■ Passage
◇ ◇ ◇ ◇ ◇
Urinary incontinence usually is caused by weakened or damaged pelvic muscles and tissue that prevent the urethra from closing tight enough to hold urine in the bladder.
To determine the type and cause of urinary incontinence, doctors take a complete medical history and conduct a thorough physical examination. Specialists such as gynecologists, urologists and urogynecologists may use a variety of testing methods to determine the cause and type of urinary incontinence.
Types of Urinary Incontinence
There are five basic types of urinary incontinence: stress urinary incontinence, urge incontinence, mixed incontinence, overflow incontinence, and functional incontinence. In many cases, individuals experience symptoms of more than one type of incontinence. Proper diagnosis of the type of urinary incontinence is an important factor in successful treatment.
- Stress Incontinence—Occurs when you leak urine during a physical activity like lifting, exercising, sneezing and coughing. Stress urinary incontinence is typically a result of both hypermobility and intrinsic sphincter deficiency. Hypermobility is a result of significant shifting of the urethra and bladder neck from their normal positions and results in urine leakage during activities such as lifting, sneezing, coughing or exercising. Intrinsic Sphincter Deficiency (ISD) occurs when the urethral sphincter is unable to close tightly enough to hold urine in the bladder during exertion and typically results in continuous leakage.
- Urge Incontinence—Is described as overactivity of the detrusor muscle surrounding the bladder. This overactivity causes your bladder to contract frequently and creates an overwhelming need to urinate—even if you just went. This condition often is called "overactive bladder" or "unstable bladder" and makes it difficult for you to hold your urine long enough to reach a toilet.
- Mixed Incontinence—A combination of stress incontinence and urge incontinence, where you have symptoms of both conditions.
- Overflow Incontinence—When your bladder never completely empties, causing urine to leak.
- Functional Incontinence—Factors outside the lower urinary tract, such as weaknesses in physical and/or cognitive function, cause this form of urinary incontinence.
Causes of Urinary Incontinence
Urinary incontinence in women can be caused by any single condition or a combination of conditions. To effectively diagnose and treat urinary incontinence, a doctor must determine the cause.
- Pregnancy and Vaginal Childbirth—Weakened or damaged pelvic muscles and tissue can be the result of pregnancy and childbirth, causing the bladder and urethra to relax from their normal positions. The bladder and urethra must be well supported by the pelvic muscles and tissue to allow them to work properly.
- Aging and Genetic Factors—Aging tends to worsen all forms of muscular injury. Changes in pelvic muscles can contribute to urinary incontinence.
- Medical Conditions—Certain medical and neurological conditions, such as hysterectomies, spinal cord problems (e.g., spina bifida, spinal cord injury, malformation of the lower spine), multiple sclerosis, Parkinson's disease, stroke and diabetes can make incontinence worse.
- Infections and medications—Urinary tract infections can cause temporary incontinence, and certain medications may increase the likelihood of temporary incontinence.
- Obesity—While obesity does not cause incontinence, it does contribute to the condition due to the increased abdominal pressure.
- Smoking—While not a direct cause of incontinence, smoking may aggravate urinary incontinence.
◇ ◇ ◇ ◇ ◇
Phrase grounding data:
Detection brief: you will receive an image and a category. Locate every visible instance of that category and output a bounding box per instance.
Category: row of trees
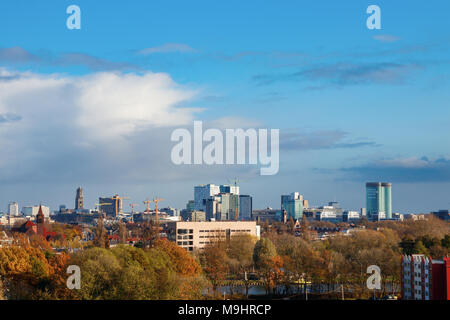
[0,235,207,300]
[198,217,450,298]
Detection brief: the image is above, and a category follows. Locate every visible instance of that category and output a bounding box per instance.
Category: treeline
[0,216,450,299]
[199,216,450,299]
[0,240,206,300]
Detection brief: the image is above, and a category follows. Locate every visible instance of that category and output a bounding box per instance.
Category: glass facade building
[366,182,392,219]
[281,192,303,221]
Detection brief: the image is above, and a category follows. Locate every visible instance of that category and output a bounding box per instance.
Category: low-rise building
[167,221,260,251]
[401,254,450,300]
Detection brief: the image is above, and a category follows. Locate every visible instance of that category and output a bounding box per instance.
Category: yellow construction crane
[111,194,130,215]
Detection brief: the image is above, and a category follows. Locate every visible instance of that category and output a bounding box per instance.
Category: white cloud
◇ ◇ ◇ ◇ ◇
■ Action item
According to the text on urinary incontinence, why does obesity contribute to the condition?

■ Solved problem
Obesity contributes to urinary incontinence because of increased abdominal pressure.